-- DIRECTIONS FOR THIS TASK --
Starting with the first line of the records, write out each line exactly until you have included the line containing "positive clicks: (364, 495) (37, 498)".

-- Collected data entries --
[Start of Attachment]
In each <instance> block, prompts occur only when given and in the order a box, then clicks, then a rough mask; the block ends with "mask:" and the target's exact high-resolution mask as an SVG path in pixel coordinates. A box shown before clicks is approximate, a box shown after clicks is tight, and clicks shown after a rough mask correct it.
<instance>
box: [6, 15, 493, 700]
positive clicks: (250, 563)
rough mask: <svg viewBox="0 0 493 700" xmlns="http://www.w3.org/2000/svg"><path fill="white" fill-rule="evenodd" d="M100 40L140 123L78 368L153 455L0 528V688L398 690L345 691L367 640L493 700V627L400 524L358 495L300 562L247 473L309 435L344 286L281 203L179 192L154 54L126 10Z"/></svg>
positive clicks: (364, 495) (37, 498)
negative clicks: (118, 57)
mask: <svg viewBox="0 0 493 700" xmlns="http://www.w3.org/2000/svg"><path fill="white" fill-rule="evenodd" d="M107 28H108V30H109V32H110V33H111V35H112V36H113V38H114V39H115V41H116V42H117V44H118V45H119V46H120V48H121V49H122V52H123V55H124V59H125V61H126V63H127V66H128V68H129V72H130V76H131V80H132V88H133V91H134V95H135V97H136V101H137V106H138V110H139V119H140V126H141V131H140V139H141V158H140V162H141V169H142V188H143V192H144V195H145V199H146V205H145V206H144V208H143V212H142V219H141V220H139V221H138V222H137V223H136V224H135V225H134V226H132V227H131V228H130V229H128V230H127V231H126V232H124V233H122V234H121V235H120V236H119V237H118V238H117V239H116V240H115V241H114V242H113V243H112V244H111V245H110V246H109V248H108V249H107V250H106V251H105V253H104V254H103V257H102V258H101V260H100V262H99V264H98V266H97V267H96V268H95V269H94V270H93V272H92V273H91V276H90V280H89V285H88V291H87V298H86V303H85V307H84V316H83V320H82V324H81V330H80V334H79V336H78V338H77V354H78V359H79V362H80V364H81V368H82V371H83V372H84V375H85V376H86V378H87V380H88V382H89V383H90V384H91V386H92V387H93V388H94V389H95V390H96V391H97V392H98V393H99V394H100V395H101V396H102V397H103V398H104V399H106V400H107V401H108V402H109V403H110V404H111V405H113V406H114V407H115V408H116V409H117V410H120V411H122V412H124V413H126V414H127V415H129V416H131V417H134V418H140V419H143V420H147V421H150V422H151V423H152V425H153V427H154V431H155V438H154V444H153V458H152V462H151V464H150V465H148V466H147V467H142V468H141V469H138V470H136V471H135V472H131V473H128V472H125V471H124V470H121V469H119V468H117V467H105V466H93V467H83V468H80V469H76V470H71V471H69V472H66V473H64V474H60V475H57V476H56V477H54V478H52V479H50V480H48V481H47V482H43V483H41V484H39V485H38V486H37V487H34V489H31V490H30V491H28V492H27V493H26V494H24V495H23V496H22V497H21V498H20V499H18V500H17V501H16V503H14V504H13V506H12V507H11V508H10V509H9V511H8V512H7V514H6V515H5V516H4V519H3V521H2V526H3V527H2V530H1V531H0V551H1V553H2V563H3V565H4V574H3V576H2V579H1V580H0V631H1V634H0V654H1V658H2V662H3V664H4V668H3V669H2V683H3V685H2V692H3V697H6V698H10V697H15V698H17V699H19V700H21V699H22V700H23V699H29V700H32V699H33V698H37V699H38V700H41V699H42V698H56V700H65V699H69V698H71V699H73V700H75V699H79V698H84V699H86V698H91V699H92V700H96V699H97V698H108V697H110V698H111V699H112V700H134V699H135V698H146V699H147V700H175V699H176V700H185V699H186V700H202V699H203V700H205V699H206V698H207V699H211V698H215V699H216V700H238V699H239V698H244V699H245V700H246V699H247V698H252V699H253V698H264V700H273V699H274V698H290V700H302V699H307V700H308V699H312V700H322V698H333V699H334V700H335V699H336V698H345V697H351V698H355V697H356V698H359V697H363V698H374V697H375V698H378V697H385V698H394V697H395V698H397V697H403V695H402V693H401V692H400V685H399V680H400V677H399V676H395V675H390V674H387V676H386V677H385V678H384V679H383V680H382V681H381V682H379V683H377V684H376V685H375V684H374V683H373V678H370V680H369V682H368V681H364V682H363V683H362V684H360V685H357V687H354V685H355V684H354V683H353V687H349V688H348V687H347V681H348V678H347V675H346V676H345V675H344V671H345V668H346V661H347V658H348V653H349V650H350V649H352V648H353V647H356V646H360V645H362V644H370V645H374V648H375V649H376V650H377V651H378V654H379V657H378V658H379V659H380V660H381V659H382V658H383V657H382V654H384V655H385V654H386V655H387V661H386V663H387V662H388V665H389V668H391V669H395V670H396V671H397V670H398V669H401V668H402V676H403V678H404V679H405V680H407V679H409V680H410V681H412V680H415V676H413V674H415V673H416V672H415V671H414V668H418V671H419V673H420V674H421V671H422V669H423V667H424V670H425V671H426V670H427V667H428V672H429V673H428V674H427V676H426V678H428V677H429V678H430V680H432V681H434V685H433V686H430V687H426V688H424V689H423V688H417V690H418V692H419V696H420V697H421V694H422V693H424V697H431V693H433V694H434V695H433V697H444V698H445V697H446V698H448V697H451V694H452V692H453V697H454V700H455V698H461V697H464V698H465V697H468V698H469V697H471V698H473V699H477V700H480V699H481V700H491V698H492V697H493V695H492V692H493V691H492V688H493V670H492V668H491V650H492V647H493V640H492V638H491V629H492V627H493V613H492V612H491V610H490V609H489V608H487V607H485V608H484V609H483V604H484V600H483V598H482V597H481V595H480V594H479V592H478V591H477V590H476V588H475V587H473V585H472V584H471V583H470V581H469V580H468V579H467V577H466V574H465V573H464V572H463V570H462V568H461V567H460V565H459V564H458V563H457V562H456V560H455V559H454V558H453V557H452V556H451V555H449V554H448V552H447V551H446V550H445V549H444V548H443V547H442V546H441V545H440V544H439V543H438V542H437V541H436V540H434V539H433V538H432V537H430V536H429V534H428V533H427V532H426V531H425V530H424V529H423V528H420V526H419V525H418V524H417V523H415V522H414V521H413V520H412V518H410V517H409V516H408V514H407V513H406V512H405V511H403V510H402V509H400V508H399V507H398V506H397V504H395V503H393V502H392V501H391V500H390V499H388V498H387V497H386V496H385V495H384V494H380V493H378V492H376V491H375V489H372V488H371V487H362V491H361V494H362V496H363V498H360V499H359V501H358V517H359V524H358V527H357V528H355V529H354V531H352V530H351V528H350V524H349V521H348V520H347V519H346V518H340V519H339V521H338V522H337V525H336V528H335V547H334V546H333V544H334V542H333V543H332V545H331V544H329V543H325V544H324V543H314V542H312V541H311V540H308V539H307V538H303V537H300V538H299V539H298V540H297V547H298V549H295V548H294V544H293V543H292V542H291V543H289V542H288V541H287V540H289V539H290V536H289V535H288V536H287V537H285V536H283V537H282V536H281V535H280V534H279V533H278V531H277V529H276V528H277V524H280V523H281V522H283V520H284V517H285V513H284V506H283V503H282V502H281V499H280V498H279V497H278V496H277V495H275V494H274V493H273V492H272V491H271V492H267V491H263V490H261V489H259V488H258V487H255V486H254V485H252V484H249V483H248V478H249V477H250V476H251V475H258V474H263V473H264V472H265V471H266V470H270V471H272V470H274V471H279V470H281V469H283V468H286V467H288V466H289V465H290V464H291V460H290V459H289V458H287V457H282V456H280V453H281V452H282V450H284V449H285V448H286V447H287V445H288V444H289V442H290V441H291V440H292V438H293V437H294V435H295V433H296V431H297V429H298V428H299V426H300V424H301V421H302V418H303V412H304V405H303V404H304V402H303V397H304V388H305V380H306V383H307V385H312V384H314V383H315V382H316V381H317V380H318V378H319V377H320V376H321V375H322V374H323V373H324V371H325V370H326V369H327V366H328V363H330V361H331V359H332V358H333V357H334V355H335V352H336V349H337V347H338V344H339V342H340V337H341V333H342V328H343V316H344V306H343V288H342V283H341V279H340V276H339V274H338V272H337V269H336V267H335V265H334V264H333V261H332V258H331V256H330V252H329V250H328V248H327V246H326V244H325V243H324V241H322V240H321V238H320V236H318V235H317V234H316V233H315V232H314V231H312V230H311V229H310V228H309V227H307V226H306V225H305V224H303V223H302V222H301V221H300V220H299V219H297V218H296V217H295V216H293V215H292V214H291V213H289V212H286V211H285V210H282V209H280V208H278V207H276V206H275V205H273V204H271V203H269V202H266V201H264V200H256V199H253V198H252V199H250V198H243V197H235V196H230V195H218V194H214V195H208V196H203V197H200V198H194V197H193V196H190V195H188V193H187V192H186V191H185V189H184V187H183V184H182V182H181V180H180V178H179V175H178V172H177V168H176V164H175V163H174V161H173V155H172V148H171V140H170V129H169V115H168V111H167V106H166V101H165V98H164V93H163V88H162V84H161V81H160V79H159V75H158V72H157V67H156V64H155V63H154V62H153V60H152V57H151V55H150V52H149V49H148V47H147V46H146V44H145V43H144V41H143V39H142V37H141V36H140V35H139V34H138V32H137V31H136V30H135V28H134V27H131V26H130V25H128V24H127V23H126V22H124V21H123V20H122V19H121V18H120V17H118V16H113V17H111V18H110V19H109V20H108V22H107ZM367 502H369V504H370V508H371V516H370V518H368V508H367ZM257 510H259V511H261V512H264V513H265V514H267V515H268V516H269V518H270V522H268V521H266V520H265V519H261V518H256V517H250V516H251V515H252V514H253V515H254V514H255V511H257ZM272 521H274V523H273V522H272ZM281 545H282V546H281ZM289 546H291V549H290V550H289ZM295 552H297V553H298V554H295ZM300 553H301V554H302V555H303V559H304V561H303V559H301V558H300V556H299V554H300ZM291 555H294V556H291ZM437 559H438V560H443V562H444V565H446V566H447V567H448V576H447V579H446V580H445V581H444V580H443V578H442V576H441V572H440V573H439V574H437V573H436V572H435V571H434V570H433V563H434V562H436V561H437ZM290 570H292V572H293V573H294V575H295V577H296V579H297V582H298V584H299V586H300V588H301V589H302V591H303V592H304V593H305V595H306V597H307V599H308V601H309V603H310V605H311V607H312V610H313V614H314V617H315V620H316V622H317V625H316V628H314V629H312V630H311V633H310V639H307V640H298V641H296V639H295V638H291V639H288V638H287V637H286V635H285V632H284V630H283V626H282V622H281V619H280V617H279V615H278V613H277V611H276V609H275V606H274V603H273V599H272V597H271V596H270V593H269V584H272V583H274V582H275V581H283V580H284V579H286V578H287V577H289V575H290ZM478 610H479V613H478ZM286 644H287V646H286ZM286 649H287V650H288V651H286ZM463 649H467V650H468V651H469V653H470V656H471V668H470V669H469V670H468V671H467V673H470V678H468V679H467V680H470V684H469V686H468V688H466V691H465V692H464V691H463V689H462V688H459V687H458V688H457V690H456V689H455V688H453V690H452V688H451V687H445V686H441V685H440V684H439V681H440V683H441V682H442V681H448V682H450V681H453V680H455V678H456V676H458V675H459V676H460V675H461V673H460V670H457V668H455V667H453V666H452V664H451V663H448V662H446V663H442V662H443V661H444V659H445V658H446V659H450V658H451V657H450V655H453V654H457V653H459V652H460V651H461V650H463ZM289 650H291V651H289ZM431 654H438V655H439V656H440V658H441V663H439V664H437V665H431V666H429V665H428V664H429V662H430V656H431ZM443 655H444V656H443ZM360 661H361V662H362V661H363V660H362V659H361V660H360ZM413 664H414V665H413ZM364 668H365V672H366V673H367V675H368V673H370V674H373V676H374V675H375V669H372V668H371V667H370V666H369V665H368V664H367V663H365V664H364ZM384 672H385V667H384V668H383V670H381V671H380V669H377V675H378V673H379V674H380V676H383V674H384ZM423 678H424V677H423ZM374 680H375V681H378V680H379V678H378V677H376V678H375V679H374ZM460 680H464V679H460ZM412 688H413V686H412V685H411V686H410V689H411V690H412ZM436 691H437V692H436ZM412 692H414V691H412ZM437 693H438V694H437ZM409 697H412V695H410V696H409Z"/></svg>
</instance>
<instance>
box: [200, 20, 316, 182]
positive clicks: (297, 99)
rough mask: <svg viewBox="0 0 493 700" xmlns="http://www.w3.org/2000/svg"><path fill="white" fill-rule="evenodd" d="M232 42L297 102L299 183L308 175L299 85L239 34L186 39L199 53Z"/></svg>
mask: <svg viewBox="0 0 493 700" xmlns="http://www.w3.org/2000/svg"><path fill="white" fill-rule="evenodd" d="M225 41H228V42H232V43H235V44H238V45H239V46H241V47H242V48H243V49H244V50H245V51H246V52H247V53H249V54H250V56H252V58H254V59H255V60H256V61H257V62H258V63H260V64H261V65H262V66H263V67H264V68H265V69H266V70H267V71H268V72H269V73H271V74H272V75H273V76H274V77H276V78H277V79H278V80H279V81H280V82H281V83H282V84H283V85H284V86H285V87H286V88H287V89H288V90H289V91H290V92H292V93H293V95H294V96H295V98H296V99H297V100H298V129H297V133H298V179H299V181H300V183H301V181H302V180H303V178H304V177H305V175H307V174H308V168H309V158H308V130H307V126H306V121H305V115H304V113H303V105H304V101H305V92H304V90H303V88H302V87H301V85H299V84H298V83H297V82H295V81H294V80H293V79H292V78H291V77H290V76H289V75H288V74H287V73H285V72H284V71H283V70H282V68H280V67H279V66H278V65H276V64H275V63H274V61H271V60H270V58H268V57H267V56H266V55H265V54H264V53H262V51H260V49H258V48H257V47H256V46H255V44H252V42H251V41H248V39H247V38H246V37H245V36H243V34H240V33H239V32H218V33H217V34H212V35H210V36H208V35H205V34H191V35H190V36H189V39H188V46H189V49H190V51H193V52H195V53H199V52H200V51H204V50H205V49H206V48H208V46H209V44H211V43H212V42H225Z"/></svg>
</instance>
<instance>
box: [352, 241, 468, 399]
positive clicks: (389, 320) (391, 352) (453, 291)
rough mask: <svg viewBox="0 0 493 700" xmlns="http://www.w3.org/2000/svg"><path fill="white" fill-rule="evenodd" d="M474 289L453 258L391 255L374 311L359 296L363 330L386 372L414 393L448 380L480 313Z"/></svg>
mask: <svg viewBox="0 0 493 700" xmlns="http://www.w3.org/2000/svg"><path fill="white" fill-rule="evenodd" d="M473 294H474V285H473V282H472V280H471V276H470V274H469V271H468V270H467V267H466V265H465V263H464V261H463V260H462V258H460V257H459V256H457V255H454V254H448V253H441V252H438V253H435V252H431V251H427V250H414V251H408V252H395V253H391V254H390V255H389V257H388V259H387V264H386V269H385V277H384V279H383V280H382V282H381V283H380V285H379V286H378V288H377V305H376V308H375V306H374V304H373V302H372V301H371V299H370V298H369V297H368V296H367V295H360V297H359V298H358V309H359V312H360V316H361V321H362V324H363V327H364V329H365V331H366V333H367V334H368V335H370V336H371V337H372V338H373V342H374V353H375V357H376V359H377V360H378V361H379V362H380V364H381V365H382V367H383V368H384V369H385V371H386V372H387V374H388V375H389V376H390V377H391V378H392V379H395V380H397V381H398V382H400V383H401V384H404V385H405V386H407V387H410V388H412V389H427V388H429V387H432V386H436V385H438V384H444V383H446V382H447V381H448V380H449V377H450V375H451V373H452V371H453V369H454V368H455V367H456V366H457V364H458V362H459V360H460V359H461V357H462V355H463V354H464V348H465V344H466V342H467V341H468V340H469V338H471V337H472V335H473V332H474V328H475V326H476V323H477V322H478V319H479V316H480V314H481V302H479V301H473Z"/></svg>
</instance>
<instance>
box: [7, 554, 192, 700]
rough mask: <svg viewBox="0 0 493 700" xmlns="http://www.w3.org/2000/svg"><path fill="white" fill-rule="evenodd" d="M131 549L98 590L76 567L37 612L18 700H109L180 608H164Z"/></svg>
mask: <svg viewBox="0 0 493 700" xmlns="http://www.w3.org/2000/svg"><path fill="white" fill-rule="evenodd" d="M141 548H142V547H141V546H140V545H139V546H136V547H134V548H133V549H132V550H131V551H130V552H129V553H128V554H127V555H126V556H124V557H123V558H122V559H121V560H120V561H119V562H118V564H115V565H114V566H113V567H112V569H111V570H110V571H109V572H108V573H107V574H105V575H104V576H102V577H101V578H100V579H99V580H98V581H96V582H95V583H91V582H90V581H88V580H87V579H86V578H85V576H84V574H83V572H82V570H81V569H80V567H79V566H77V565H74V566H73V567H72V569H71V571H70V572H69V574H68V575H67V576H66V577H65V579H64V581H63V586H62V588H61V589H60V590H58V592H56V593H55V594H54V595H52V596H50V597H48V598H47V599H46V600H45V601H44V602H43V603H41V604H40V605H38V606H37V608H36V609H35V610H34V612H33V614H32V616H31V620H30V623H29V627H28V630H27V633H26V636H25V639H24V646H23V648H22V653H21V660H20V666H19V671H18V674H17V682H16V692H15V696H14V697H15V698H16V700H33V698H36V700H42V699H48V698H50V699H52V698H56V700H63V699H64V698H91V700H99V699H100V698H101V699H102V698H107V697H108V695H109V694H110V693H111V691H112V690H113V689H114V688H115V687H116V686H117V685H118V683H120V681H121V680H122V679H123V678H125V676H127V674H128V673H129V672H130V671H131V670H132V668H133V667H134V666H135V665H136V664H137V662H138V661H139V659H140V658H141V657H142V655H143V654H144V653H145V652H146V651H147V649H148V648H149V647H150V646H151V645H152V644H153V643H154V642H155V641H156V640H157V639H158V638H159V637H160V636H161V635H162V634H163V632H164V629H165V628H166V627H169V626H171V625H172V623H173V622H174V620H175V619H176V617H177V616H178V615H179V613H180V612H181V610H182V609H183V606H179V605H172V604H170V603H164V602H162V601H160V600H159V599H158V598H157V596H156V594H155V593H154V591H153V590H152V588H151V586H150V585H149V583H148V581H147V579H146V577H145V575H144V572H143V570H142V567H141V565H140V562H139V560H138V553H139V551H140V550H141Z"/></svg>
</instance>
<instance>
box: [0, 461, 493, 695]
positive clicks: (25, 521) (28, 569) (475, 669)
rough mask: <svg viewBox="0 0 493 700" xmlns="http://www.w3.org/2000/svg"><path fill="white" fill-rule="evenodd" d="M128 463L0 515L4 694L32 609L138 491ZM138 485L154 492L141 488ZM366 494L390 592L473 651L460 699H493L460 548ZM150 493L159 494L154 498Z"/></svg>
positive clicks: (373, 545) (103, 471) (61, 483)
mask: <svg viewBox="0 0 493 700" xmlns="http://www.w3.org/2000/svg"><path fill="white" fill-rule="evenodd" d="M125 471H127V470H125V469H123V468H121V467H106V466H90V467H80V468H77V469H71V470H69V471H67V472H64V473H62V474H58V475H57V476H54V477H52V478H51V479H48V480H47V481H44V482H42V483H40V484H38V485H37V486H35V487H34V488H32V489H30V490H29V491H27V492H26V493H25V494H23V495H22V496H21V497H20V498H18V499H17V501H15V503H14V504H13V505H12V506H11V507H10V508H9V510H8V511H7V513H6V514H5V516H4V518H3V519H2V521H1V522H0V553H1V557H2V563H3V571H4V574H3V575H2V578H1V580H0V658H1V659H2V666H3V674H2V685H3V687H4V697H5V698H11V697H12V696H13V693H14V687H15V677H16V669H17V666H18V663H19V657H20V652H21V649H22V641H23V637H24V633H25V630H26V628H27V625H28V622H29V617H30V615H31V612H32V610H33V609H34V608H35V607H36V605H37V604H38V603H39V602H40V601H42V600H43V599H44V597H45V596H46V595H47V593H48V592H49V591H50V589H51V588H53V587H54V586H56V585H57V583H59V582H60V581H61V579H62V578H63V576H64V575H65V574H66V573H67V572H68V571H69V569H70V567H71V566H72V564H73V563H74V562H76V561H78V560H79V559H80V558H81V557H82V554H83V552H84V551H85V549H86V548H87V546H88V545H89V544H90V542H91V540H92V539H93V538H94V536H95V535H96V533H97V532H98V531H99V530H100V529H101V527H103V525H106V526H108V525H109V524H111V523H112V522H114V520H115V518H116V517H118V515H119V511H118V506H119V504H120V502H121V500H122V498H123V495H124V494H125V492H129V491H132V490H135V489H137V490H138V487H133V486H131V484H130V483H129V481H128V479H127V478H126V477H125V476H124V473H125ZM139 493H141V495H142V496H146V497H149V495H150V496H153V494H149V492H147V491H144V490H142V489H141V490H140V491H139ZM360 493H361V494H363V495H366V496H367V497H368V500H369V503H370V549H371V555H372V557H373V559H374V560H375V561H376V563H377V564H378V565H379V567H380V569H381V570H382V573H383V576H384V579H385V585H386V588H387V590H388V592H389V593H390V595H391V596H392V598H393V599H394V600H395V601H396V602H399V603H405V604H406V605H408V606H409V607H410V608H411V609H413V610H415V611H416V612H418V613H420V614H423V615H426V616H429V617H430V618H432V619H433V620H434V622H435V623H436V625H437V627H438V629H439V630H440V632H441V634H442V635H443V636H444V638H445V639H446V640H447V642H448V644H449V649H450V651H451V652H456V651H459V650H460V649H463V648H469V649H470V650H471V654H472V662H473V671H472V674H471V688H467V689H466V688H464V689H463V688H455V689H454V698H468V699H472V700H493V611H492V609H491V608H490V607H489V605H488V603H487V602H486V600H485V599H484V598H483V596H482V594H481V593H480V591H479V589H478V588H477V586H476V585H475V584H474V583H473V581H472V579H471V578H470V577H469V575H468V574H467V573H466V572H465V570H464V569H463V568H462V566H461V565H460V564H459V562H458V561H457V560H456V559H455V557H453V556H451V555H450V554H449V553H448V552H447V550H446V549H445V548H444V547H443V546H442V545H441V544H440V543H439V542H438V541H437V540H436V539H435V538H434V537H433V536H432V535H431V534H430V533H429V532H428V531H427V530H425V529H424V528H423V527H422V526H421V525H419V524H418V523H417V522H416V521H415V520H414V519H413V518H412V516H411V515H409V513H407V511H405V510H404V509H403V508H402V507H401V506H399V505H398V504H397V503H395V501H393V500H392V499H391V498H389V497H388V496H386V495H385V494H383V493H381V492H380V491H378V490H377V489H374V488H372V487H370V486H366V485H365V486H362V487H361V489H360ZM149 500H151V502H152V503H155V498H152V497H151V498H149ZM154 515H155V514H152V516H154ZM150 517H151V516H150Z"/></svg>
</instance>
[End of Attachment]
-- RESPONSE BELOW --
In each <instance> block, prompts occur only when given and in the order a box, then clicks, then a rough mask; the block ends with "mask:" and the target's exact high-resolution mask as an SVG path in pixel coordinates. A box shown before clicks is approximate, a box shown after clicks is tight, and clicks shown after a rough mask correct it.
<instance>
box: [6, 15, 493, 700]
positive clicks: (250, 563)
rough mask: <svg viewBox="0 0 493 700" xmlns="http://www.w3.org/2000/svg"><path fill="white" fill-rule="evenodd" d="M100 40L140 123L78 368L153 455L0 528V688L398 690L345 691L367 640L493 700V627L400 524L358 495L300 562L247 473L309 435L344 286L281 203L179 192L154 54L126 10Z"/></svg>
positive clicks: (364, 495) (37, 498)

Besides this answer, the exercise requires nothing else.